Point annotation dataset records
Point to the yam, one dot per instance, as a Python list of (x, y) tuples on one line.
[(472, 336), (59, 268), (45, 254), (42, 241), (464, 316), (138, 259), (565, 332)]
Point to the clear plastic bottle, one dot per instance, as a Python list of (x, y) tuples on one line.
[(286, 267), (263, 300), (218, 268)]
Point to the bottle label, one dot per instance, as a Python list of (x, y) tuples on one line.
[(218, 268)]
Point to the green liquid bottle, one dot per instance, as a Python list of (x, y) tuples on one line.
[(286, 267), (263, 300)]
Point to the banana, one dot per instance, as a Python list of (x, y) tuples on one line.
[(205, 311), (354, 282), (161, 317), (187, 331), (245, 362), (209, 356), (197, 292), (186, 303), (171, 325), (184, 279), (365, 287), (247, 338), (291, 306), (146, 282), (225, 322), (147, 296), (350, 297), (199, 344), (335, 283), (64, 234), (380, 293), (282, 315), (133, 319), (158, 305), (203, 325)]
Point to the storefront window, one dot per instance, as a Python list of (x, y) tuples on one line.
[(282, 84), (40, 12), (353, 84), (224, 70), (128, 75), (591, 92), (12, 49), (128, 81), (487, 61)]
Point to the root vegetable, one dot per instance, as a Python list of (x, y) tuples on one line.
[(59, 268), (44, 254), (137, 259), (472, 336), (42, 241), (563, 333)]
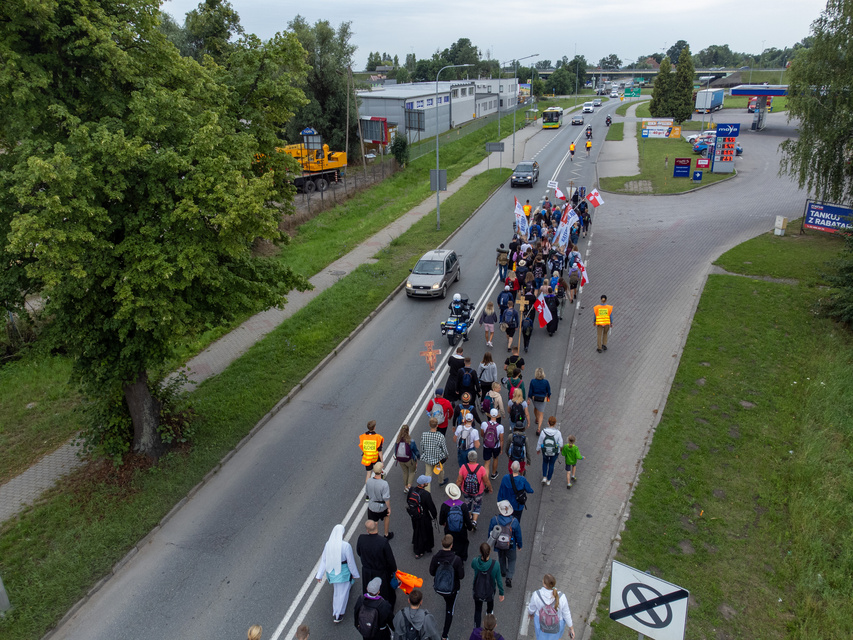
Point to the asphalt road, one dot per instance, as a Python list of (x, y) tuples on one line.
[(244, 549)]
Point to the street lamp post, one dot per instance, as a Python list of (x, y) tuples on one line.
[(437, 137)]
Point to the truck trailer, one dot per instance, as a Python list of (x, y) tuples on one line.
[(709, 100)]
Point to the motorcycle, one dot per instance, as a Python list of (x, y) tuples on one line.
[(459, 322)]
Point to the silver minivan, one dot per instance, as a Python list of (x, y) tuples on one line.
[(433, 274)]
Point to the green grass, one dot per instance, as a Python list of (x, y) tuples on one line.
[(39, 382), (800, 257), (616, 131), (749, 508), (653, 154), (54, 552)]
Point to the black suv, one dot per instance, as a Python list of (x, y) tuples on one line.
[(526, 173)]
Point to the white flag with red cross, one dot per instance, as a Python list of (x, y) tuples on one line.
[(594, 198)]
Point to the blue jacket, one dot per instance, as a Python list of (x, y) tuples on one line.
[(506, 492), (539, 388), (504, 521)]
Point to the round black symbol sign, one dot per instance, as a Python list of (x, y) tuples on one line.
[(644, 593)]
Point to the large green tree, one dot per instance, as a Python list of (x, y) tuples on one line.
[(682, 87), (661, 103), (820, 99), (130, 192), (329, 55)]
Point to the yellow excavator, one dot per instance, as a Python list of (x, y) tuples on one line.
[(319, 168)]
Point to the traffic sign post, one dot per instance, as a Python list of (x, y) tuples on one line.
[(646, 604)]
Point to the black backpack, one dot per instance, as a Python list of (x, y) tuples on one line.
[(368, 621), (484, 586)]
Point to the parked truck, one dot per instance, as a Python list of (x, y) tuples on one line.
[(319, 168), (709, 100)]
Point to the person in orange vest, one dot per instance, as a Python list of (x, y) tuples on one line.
[(603, 314), (370, 444)]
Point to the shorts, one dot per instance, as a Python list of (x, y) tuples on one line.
[(488, 453), (377, 517), (474, 503)]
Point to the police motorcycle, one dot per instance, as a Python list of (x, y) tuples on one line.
[(459, 322)]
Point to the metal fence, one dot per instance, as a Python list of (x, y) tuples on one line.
[(424, 147)]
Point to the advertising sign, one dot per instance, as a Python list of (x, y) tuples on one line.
[(681, 168), (822, 216)]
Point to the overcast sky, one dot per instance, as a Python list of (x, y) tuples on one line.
[(510, 30)]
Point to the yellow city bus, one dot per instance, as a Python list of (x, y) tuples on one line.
[(552, 118)]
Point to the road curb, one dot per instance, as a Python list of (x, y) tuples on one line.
[(148, 538)]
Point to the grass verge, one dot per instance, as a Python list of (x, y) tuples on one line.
[(802, 257), (744, 495), (654, 168), (616, 131), (53, 553)]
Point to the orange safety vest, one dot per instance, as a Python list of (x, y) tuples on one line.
[(370, 444), (602, 314)]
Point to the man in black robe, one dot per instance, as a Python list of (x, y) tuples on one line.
[(377, 561)]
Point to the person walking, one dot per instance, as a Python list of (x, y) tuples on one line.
[(549, 611), (455, 517), (421, 509), (514, 489), (510, 322), (377, 560), (441, 409), (572, 455), (539, 392), (338, 565), (379, 492), (416, 619), (434, 453), (373, 614), (493, 442), (507, 539), (467, 438), (549, 446), (603, 317), (473, 480), (370, 444), (487, 372), (487, 580), (448, 571), (407, 455)]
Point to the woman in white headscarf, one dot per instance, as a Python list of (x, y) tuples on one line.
[(338, 564)]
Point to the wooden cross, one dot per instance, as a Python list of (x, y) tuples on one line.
[(430, 354)]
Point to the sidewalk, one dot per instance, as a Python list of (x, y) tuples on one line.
[(24, 490)]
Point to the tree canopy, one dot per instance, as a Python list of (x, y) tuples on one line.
[(131, 195)]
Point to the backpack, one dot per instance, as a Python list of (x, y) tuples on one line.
[(445, 578), (471, 486), (504, 540), (549, 619), (413, 504), (484, 586), (516, 410), (368, 621), (455, 519), (549, 445), (490, 436), (404, 451)]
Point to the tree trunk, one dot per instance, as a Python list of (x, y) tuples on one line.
[(145, 413)]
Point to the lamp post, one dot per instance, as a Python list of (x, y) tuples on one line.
[(534, 55), (437, 136)]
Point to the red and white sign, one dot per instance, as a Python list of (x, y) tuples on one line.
[(594, 198)]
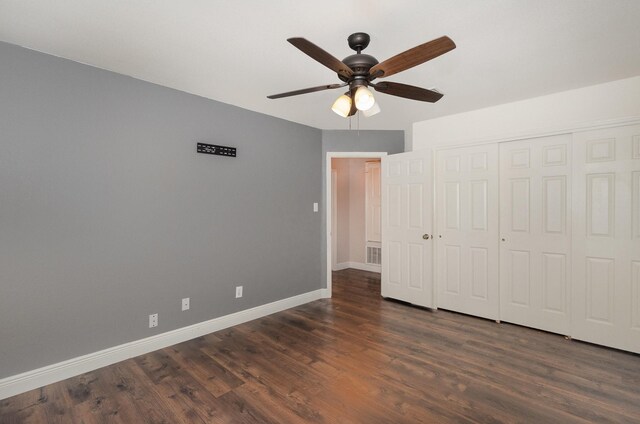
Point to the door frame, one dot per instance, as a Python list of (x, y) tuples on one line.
[(328, 209)]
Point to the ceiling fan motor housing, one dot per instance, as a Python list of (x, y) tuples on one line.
[(359, 63)]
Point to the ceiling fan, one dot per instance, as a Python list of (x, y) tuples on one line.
[(359, 70)]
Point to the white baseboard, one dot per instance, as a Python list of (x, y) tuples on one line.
[(49, 374), (357, 265)]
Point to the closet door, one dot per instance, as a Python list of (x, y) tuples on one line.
[(467, 244), (606, 245), (535, 232)]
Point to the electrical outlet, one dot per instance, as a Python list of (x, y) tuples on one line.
[(153, 320)]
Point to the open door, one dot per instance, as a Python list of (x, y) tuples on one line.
[(407, 223)]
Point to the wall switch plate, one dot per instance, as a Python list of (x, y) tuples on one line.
[(153, 320)]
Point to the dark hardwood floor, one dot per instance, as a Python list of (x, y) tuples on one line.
[(353, 359)]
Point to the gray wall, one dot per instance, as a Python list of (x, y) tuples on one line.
[(107, 214), (352, 141)]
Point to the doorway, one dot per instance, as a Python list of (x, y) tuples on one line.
[(350, 246)]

_What to work on_: Rewrite only the part of the material that opens with the line containing "Point to the overcast" and closes with the line containing "[(552, 118)]", switching "yellow city bus" to "red double-decker bus" and leaving everything else as it is.

_Written reply_:
Point to the overcast sky, one dot per instance, as a Python list of (x, y) tuples on one line.
[(510, 30)]
Point to the red double-decker bus, one dot per instance, as a Python list of (x, y) tuples on one line.
[(552, 118)]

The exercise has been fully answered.